ASSIGNMENT 1 —
Do statements (a), (b) and (c) below agree with the passage on a family raising children in three languages? Answer yes or no for each and quote the words from the passage that decide it.
(a) The girls speak English fluently.
(b) The girls' mother has enrolled them in French classes.
(c) Dutch is the girls' weakest language.
ASSIGNMENT 2 — In the passage on a family raising children in three languages, how old are the two girls?

GIVEN PASSAGE —
In the case of the family I'm closest to, the mom is French the Dad is Dutch, and they speak English together. Unfortunately, both their girls have had a *really* tough time in all three languages. It could be the girls themselves, and it certainly could be something they grow out of, but, thus far, it's been problematic for them. The girls are 4.5 and nearly 6.
The girls don't speak English at all. They understand it passively, but don't speak at all. Their Dutch is their strongest language (not surprisingly, since they live in Holland, their dad is Dutch and speaks to them only in Dutch, and they go to Dutch school). However, they are behind in Dutch compared to the other kids, even bilingual kids like my son, and have to go to speech therapy. It also impacts their formation of friendships, because they can't communicate as well with the other kids in school.
Their French, though, is the biggest problem. They understand it all, but their speaking ability is at least two years behind their actual ages, and their French grandparents have a really hard time communicating with them. Their mom has actually recently signed them up for French classes to help them along.
I don't want to be negative or discouraging based only on my close-hand observation of one family, but I think all tri-lingual families should really be prepared for language to be a challenge. I've even had that with bilingual DS, thinking one parent, one language would be fine. Actually, though, DS' English is weak and we constantly have to work on it. That's exacerbated with the tri-lingual situation.
In the end, though, as my friend (the mom I've just described) says, her kids will have *three* languages under their belts. Their English may be passive till they start learning it in school, but they'll still be way ahead of other kids who are just being exposed to it. So it's a wonderful gift to their kids. It's just a more of a challenge than expected.

RECORDS SUPPLIED —
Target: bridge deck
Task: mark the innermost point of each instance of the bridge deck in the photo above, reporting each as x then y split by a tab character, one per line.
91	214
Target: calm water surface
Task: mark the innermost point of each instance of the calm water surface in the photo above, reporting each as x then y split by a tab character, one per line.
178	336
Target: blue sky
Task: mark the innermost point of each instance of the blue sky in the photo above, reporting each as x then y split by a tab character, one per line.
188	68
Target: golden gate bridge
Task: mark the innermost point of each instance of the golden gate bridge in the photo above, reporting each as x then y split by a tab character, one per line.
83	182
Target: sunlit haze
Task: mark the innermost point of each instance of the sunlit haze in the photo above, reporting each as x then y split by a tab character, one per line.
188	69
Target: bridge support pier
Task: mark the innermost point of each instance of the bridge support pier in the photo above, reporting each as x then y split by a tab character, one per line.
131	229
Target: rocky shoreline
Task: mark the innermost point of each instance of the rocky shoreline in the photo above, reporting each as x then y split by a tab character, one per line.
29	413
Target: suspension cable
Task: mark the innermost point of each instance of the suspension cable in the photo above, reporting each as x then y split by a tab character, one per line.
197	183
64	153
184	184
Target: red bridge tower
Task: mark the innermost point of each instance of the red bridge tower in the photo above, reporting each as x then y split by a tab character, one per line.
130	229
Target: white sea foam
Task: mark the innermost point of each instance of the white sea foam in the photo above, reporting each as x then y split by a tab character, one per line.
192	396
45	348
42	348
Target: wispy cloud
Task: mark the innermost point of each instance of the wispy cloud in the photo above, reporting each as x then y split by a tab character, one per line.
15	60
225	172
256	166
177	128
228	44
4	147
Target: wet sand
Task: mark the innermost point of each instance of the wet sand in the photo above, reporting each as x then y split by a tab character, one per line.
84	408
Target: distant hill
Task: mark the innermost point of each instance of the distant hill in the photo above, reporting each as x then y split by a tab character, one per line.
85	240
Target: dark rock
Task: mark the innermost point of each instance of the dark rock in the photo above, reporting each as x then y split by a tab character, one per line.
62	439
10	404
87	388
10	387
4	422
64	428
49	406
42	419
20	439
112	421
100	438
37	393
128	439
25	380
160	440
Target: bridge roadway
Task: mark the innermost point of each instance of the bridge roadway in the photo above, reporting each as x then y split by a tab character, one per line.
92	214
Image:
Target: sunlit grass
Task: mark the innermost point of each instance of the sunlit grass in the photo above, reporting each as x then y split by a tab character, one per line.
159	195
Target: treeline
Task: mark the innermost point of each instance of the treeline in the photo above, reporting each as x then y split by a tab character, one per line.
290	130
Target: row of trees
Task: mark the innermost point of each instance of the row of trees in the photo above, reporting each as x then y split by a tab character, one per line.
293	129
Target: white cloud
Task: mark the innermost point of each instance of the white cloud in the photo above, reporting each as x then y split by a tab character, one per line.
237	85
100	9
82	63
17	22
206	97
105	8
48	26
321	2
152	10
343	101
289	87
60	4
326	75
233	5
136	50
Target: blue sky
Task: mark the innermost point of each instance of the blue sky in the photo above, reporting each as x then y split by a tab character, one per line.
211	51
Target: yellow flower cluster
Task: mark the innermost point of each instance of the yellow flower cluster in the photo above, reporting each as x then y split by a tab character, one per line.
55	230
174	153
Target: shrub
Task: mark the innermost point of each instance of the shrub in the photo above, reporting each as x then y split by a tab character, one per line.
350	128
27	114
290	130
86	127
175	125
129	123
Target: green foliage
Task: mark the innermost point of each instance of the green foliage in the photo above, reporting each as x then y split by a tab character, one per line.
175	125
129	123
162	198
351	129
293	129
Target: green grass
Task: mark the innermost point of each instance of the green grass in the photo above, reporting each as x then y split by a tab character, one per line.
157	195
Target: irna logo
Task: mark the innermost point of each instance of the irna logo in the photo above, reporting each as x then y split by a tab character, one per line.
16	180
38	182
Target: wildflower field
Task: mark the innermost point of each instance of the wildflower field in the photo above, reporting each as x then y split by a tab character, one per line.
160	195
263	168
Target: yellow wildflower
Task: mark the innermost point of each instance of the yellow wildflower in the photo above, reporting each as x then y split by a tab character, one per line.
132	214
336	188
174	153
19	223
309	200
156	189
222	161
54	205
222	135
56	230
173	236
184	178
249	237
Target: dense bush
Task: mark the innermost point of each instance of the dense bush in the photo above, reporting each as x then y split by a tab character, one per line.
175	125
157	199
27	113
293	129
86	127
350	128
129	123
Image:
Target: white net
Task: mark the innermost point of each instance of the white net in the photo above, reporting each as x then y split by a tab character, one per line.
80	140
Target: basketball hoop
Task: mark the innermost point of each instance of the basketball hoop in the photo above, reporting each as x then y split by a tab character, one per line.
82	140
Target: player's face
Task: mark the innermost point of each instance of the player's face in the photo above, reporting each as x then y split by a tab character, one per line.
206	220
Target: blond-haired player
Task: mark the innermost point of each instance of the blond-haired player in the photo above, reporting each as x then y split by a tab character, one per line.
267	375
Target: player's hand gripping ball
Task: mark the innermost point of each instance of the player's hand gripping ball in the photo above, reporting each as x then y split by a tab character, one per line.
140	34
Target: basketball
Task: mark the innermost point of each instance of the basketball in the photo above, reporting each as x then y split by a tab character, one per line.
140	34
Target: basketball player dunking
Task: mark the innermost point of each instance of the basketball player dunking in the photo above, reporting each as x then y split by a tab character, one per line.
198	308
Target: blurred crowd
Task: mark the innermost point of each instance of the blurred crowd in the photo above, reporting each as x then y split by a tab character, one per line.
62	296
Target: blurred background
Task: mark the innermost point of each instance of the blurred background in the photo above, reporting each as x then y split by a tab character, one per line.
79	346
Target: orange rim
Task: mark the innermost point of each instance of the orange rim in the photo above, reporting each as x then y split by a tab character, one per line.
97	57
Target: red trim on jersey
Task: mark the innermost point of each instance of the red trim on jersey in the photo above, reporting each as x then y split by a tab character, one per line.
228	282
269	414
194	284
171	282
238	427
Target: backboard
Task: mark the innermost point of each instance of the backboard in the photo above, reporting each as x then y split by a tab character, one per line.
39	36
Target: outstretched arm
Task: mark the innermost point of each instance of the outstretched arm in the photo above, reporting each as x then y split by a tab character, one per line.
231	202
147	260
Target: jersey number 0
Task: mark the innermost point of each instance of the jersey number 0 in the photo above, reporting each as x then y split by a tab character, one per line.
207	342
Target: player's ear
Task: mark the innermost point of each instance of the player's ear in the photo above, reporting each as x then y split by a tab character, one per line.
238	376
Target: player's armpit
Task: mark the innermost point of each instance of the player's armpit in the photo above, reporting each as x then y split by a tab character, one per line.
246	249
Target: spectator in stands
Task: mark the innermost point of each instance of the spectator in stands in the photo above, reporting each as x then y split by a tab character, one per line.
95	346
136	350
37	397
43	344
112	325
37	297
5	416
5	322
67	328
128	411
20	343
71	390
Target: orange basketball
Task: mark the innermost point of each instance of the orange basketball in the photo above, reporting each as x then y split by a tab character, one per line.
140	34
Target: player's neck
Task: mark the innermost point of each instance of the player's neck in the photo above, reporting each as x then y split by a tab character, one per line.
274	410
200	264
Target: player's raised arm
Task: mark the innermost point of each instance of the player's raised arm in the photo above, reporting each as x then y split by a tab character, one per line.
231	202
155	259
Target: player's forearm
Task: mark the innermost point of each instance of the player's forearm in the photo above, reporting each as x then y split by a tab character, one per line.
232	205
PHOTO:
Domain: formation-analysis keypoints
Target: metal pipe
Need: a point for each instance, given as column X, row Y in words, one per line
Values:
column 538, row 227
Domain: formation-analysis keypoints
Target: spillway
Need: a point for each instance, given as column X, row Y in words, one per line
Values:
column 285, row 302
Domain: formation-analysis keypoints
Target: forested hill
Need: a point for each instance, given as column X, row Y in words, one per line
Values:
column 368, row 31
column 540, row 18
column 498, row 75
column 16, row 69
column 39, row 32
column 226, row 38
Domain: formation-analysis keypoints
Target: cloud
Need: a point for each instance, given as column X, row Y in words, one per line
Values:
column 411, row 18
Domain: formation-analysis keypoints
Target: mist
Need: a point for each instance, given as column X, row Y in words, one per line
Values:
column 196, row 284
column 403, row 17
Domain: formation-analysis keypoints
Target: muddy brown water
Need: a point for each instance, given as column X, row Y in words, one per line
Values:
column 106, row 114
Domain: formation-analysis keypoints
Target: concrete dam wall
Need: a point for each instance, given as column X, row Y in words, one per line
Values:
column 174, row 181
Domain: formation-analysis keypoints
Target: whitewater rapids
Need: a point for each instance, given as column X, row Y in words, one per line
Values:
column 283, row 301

OUTPUT 1 —
(a) No: "The girls don't speak English at all."
(b) Yes: "Their mom has actually recently signed them up for French classes to help them along."
(c) No: "Their Dutch is their strongest language"

OUTPUT 2 — They are 4.5 and nearly 6.